-- Start of Document passage --
I happened to see this thread in my Google Alert and wanted to say that if I were a gambler, my money would be on Gambling Camel.  Excellent and accurate response regarding Times Square, and Yeah-lo is indeed also much the same, the way Chinese Cantonese-speaking immigrants would change the English name into Chinese sounds.  I'm also impressed that my novel was instantly recognized from the initial question.  Much thanks to all of you for your knowledgeable discussion!

Best,
Jean

P.S. I'm sorry, I had to delete the URLs from Gambling Camel's quote because I'm a new member and it won't allow me to post URLs.


----------



## JeanKwok

And just a note, the Arena comes from the reference to large theaters, indeed like Madison Square Garden, and not from the word Area.


----------



## GamblingCamel

JeanKwok said:


> And just a note, the Arena comes from the reference to large theaters, indeed like Madison Square Garden, and not from the word Area.
-- End of Document passage --
-- Start of Dataset excerpts --
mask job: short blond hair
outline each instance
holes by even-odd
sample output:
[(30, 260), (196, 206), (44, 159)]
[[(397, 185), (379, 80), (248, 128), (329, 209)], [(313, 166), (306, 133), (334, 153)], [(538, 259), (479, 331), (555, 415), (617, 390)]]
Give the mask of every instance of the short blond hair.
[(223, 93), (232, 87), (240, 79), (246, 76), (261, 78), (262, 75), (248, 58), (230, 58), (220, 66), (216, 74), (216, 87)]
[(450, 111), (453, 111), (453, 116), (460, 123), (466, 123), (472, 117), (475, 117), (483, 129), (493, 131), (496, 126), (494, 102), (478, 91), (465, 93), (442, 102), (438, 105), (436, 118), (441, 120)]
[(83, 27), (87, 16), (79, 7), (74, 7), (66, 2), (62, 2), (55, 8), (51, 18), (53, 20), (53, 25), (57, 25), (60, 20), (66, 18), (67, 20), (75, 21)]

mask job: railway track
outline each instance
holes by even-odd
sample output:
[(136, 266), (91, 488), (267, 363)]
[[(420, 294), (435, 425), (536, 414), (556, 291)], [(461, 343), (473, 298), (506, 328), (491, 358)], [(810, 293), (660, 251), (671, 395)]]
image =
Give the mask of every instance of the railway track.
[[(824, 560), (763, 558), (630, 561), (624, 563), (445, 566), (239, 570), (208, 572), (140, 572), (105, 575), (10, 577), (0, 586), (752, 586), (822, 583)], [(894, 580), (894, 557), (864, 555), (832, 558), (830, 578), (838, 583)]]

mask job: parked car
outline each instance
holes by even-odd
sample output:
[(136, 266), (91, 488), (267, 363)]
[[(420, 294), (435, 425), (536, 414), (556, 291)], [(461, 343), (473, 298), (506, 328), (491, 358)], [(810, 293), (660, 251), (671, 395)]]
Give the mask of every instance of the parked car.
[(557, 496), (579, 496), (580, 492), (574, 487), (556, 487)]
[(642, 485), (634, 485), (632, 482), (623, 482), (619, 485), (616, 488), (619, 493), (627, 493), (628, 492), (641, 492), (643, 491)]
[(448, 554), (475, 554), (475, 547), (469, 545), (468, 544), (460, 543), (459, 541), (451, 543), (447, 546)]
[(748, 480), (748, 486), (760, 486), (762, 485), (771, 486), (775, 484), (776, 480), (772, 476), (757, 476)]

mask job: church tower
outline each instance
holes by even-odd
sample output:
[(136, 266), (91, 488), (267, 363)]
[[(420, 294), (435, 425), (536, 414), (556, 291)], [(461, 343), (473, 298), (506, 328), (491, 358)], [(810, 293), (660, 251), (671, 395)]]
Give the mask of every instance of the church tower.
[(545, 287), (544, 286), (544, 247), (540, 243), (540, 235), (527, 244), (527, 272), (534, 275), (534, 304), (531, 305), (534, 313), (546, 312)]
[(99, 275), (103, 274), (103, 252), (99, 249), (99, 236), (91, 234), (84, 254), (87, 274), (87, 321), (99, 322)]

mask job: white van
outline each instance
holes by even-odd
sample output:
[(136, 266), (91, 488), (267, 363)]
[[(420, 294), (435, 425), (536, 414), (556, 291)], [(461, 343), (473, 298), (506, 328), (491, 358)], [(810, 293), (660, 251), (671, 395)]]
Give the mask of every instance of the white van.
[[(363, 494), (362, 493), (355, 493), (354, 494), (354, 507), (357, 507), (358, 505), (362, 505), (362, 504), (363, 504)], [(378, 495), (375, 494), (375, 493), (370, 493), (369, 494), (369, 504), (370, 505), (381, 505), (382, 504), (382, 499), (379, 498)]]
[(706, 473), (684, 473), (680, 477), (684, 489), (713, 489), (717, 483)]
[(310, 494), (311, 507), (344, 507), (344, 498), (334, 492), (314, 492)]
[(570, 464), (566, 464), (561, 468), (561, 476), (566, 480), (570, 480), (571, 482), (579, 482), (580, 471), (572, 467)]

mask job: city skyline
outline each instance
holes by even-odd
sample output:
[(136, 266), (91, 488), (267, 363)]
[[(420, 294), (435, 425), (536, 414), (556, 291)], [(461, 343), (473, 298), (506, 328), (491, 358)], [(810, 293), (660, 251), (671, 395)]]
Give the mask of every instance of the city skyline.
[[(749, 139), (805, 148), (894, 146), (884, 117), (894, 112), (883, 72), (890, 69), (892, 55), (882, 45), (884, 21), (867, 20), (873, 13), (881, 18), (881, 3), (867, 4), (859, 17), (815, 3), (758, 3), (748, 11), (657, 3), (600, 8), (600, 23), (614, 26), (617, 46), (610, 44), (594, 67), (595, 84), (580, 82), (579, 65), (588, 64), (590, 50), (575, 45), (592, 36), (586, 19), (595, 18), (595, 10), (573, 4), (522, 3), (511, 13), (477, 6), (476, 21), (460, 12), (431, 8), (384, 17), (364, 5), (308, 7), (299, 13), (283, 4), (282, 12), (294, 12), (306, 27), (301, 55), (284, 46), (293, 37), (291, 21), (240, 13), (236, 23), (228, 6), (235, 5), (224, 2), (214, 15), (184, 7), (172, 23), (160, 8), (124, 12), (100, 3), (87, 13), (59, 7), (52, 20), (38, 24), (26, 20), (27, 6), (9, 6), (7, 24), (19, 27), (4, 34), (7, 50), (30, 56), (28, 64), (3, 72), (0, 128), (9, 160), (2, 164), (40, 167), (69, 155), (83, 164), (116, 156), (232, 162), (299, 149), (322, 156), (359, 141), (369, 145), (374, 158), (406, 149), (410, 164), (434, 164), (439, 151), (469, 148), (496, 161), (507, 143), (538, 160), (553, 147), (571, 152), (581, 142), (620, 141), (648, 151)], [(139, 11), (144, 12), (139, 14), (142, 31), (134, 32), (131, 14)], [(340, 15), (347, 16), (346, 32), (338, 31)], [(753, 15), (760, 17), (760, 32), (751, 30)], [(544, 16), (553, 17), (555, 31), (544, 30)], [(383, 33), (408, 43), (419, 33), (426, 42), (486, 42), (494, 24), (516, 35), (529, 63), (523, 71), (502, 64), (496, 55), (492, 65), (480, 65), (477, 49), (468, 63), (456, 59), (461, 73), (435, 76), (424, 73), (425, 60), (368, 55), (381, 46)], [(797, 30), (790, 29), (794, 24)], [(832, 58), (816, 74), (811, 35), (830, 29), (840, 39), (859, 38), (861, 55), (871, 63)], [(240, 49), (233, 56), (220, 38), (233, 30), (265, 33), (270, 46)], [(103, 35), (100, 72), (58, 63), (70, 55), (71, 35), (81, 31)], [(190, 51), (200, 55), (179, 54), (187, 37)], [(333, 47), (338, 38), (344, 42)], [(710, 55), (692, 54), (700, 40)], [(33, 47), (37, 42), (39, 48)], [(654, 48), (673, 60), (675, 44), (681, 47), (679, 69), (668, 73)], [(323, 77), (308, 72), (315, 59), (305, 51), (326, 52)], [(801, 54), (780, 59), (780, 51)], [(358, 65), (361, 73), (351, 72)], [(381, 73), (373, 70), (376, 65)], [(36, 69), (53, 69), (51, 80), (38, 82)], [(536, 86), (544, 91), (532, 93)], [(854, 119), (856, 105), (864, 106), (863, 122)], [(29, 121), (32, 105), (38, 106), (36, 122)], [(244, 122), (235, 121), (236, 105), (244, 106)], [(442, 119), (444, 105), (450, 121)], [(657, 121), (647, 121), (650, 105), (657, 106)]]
-- End of Dataset excerpts --
Task requirements:
1/ Write out the forum thread about Jean's novel word for word, everything from "I happened to" down to "to post URLs.".
2/ Decide whether each statement below agrees with the forum thread about Jean's novel. Give yes or no for each, followed by the words from the thread that settle it, quoted exactly: (a) Jean came across the thread through a Google Alert. (b) According to JeanKwok, the Arena comes from the word Area. (c) Jean removed the URLs from Gambling Camel's quote because new members cannot post URLs.
3/ Extend the forum thread about Jean's novel, picking up right after its last line.

Results for the exercise:
1/
I happened to see this thread in my Google Alert and wanted to say that if I were a gambler, my money would be on Gambling Camel.  Excellent and accurate response regarding Times Square, and Yeah-lo is indeed also much the same, the way Chinese Cantonese-speaking immigrants would change the English name into Chinese sounds.  I'm also impressed that my novel was instantly recognized from the initial question.  Much thanks to all of you for your knowledgeable discussion!

Best,
Jean

P.S. I'm sorry, I had to delete the URLs from Gambling Camel's quote because I'm a new member and it won't allow me to post URLs.

2/
(a) Yes: "I happened to see this thread in my Google Alert"
(b) No: "the Arena comes from the reference to large theaters, indeed like Madison Square Garden, and not from the word Area."
(c) Yes: "I had to delete the URLs from Gambling Camel's quote because I'm a new member and it won't allow me to post URLs."

3/
LOL. I didn't have to make a telephone call or send an email. 
All I had to do was type the name JEAN KWOK inside a WORD REFERENCE message box  ... and you're here.  Poof!! Like magic!! Like a genie!!


----------



## JeanKwok

I know, the wonders of the modern world!  I don't manage to see everything where I'm mentioned but I found this thread intriguing, might even post a link to it on my Facebook fan page.

Someday, Gambling Camel, I want to hear the story behind the gambling camel.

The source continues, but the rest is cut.